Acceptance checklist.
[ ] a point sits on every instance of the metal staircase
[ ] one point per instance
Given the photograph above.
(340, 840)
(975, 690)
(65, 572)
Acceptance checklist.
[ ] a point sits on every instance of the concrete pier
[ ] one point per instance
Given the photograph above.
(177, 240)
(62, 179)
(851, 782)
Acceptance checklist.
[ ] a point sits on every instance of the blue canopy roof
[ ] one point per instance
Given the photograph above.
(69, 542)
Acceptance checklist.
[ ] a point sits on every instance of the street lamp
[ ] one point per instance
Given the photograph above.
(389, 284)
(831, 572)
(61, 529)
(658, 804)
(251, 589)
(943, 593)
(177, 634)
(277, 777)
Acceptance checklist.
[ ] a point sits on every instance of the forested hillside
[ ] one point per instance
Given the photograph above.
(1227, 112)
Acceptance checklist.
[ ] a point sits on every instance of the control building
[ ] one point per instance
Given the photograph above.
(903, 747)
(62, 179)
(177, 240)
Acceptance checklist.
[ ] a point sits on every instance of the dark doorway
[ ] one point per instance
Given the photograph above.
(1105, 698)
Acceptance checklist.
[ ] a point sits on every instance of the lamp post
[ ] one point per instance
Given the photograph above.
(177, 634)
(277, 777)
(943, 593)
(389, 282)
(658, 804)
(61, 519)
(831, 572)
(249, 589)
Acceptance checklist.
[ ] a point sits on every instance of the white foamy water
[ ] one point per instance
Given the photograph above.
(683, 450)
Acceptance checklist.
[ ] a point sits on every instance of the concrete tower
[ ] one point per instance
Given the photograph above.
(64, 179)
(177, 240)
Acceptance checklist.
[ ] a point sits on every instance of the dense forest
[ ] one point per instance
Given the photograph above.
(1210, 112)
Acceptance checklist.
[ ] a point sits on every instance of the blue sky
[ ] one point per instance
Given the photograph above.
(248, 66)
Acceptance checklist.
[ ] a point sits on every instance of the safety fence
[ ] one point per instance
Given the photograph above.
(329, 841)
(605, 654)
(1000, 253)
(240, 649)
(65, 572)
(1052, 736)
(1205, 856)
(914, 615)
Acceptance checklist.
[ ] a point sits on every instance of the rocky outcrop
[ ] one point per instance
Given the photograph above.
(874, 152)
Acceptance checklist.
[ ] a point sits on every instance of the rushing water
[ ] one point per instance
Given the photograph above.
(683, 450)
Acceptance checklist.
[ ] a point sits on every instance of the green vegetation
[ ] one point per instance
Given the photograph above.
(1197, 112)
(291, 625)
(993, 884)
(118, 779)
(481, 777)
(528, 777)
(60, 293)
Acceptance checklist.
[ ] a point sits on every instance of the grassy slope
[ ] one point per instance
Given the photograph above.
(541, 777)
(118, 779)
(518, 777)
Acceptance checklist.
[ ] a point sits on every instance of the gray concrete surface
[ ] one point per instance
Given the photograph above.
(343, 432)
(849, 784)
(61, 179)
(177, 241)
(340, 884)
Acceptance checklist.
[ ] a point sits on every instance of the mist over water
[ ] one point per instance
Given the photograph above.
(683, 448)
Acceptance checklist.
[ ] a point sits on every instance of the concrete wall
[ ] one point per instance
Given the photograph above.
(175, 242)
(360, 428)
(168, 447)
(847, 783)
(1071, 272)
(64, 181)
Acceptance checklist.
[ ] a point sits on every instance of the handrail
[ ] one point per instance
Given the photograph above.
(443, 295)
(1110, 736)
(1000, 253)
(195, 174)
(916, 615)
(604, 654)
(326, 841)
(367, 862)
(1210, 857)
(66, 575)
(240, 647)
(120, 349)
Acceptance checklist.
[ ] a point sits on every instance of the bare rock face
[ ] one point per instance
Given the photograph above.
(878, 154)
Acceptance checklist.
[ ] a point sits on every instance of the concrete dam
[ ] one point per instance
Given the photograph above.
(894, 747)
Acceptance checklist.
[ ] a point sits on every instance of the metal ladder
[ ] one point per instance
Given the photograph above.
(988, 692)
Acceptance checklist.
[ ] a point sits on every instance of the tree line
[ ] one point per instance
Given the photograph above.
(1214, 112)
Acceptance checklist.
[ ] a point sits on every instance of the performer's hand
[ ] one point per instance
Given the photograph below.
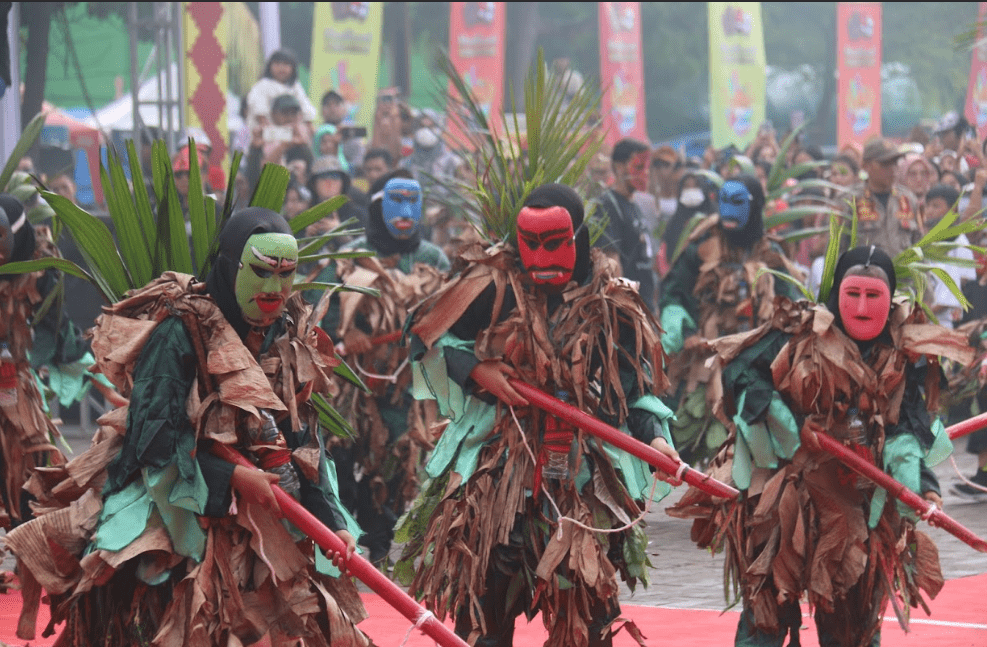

···

**TASK BRIEF**
Apart from the pictures, every line of the material above is to be returned word for word.

**ANSWER BOX**
Acceptance checklist.
[ ] a point sits on every instance of the metal staircase
[ ] one point per instance
Given the photograph above.
(340, 840)
(975, 690)
(65, 572)
Acceptance checklist.
[ ] a point sits on every instance of the concrete pier
[ ] one point per instance
Given the photograph above.
(177, 240)
(62, 179)
(851, 782)
Acceptance checklist.
[ ] a point sits on every instance of the blue canopy roof
[ ] one point per instance
Given the photograph above.
(69, 542)
Acceptance checklist.
[ ] a point sits on every instance of the street lamp
[ ] one point per instance
Given the photograph above.
(389, 284)
(831, 572)
(61, 529)
(658, 804)
(251, 589)
(943, 593)
(177, 634)
(277, 777)
Acceptance checklist.
[ ] a point sits on every instance of the forested hillside
[ ] one point per instance
Given the photograph above.
(1227, 112)
Acceptance checklist.
[ ] a point sits on every instance of the control building
[ ] one point per instance
Given the photograph above.
(903, 747)
(62, 179)
(177, 240)
Acceptance checklist.
[ ] a point sits on every instance of the dark doorway
[ ] one point per instance
Given the photograph above.
(1105, 698)
Acceptance checklist.
[ ] a point sits on every instance of the lamp post
[ ] one point per instance
Given the photograph above.
(177, 634)
(277, 777)
(943, 593)
(389, 282)
(658, 804)
(61, 519)
(831, 572)
(249, 589)
Acceptance checklist.
[ ] a point sits on every instance of the white foamy water
[ ] one point per instance
Given the photograph above.
(683, 450)
Acceptance checklist.
[ ] a point sits on every instance of the concrete tower
[ ] one point per instance
Given the photograph above.
(64, 179)
(177, 240)
Acceptance checklist.
[ ] a point sits on every instance of the dense forest
[ ] one point per instance
Given the photograph above.
(1210, 112)
Acceptance checklist.
[ ] a point sits on every instance of the blue sky
[ ] one point per instance
Given the photograph above.
(248, 66)
Acceptance checklist.
[ ] a point sits on every instance of the safety fence
[ ] one point per instance
Given the photograph above.
(329, 841)
(605, 654)
(1000, 253)
(240, 649)
(65, 572)
(1052, 736)
(1205, 856)
(914, 615)
Acceptance checklist.
[ ] a point sits on every instance of the rocky outcrop
[ ] one point per instance
Given the photograph above.
(874, 152)
Acceptance checklist.
[ ] a point sits on every instance of the rushing water
[ ] one point per instance
Given the photograph above.
(683, 450)
Acceptance checklist.
[ ] a point sits on every instance of the green vegetation
[ ] one point per instance
Given the photograph above.
(1197, 112)
(291, 625)
(993, 884)
(118, 779)
(481, 777)
(528, 777)
(60, 293)
Acceptance checklist.
[ ] a point sits on every instance of the grassy slope
[ ] one point per instance
Given the photograph above.
(541, 777)
(118, 779)
(518, 777)
Acceptance checklist.
[ ] a point sits on every instance of the gray concrete surface
[ ] one point per instance
Given the photograph above.
(343, 432)
(849, 784)
(61, 179)
(177, 241)
(340, 884)
Acceptance checklist.
[ ] a point sits on every instance of the mist over water
[ ] one point per instance
Given the photograph above.
(683, 448)
Acceptance checklist.
[ ] a point sits on every instance of the concrete wall
[ ] one point per instance
Given the photograph above.
(175, 242)
(360, 428)
(168, 447)
(847, 783)
(1071, 272)
(64, 181)
Acceptance checklist.
[ ] a point sits on every instance of the handrail
[ ] one point per instance
Given the photograph above.
(443, 295)
(1110, 736)
(1000, 253)
(195, 174)
(916, 615)
(604, 654)
(326, 841)
(367, 862)
(1210, 857)
(66, 575)
(240, 647)
(120, 349)
Acceptance checklist.
[ ] a point sits on every instance of the bare rock face
[ ] one point per instance
Given the photograph above.
(878, 154)
Acceptance checklist.
[ ] a point sits on every instance of the concrete dam
[ ] one point per instance
Given the photograph above.
(894, 747)
Acceptance checklist.
[ ] a point sits on every instance of the metal ladder
[ ] one point per instance
Given the photograph above.
(988, 692)
Acceptance checklist.
[ ] a point sits on every instance of the tree line
[ ] one point per instance
Given the photograph above.
(1214, 112)
Acceptance checklist.
[ ] a point sits on every instance of the performer's hand
[ ] one point per instance
Given the photograph below.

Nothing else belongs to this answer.